### Exercise:
Return every line of the records below verbatim, with no pictures in the copy.

### Records for processing:

☆ ☆ ☆

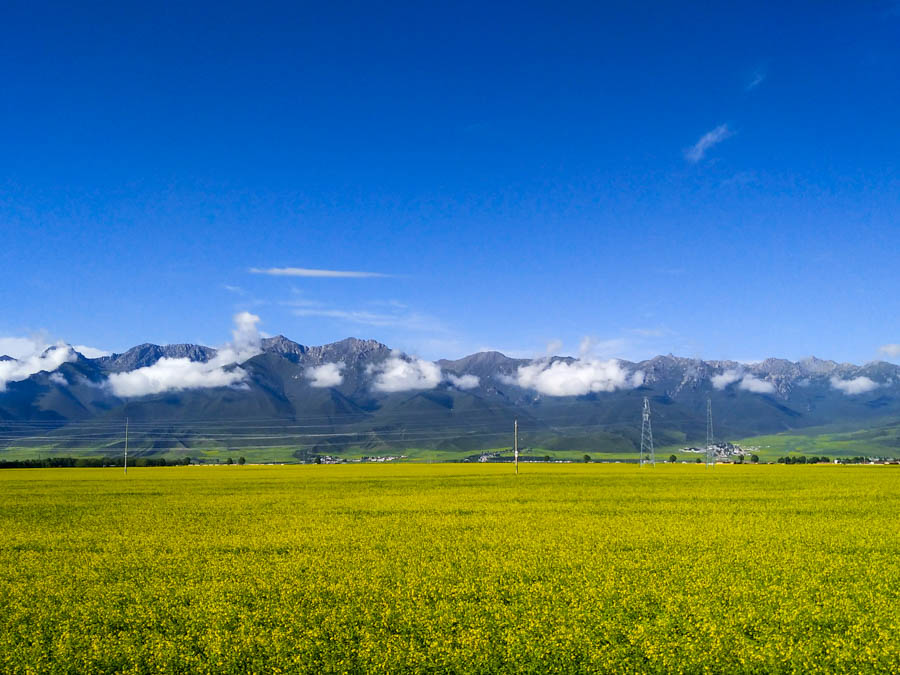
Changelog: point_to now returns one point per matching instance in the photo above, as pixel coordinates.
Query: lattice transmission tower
(648, 455)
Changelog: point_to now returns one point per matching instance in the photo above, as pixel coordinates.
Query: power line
(647, 436)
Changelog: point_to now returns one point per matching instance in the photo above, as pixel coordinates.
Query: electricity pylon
(647, 436)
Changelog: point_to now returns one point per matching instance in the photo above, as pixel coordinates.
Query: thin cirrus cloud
(758, 78)
(399, 319)
(710, 139)
(316, 273)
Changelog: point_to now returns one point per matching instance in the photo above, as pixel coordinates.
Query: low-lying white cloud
(711, 138)
(403, 373)
(90, 352)
(745, 381)
(855, 385)
(326, 375)
(756, 385)
(891, 350)
(30, 356)
(464, 381)
(724, 379)
(179, 374)
(575, 378)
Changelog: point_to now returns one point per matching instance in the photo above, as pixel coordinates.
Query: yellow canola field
(451, 568)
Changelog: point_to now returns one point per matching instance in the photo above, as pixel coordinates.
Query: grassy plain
(465, 568)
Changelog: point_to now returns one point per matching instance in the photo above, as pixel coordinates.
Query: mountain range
(360, 397)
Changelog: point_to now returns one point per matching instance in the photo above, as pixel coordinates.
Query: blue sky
(722, 181)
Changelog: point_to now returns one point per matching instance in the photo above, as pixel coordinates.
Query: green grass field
(451, 568)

☆ ☆ ☆

### Task result:
Changelog: point_to now returns one point per matching instance in the photo above, as pixel coordinates.
Query: lattice transmission tower
(648, 455)
Changelog: point_to now returns one point per matching instance in the photo above, as pixel coordinates.
Query: power line
(647, 436)
Changelog: point_to now returns one point per matching instance in the photo above, as pixel coordinates.
Query: electricity pylon
(647, 436)
Changelog: point_to now returns one point per matching instance in the photo above, as pixel coordinates.
Query: thin cirrus cloud
(758, 78)
(399, 319)
(710, 139)
(316, 273)
Changelog: point_to now returns one point per matching instance in the photo above, as pixel coordinates.
Query: low-lying white cloud
(711, 138)
(403, 373)
(90, 352)
(745, 381)
(855, 385)
(326, 375)
(756, 385)
(891, 350)
(30, 356)
(464, 381)
(724, 379)
(179, 374)
(575, 378)
Changelog: point_to now returns one point per matching instance in the photo above, as pixel coordinates.
Query: yellow canola field
(451, 568)
Changelog: point_to now returns one point per matching instance in the photo above, as pixel coordinates.
Query: grassy plain
(465, 568)
Changelog: point_to now returns one point per matching instance in the photo above, as pixel coordinates.
Query: mountain range
(360, 397)
Changelog: point_to now returns one point per matching instance in the photo above, as pixel coordinates.
Query: blue sky
(722, 181)
Changelog: point_to now returns one point per matching instance in the photo above, as pixel coordinates.
Query: green grass field
(451, 568)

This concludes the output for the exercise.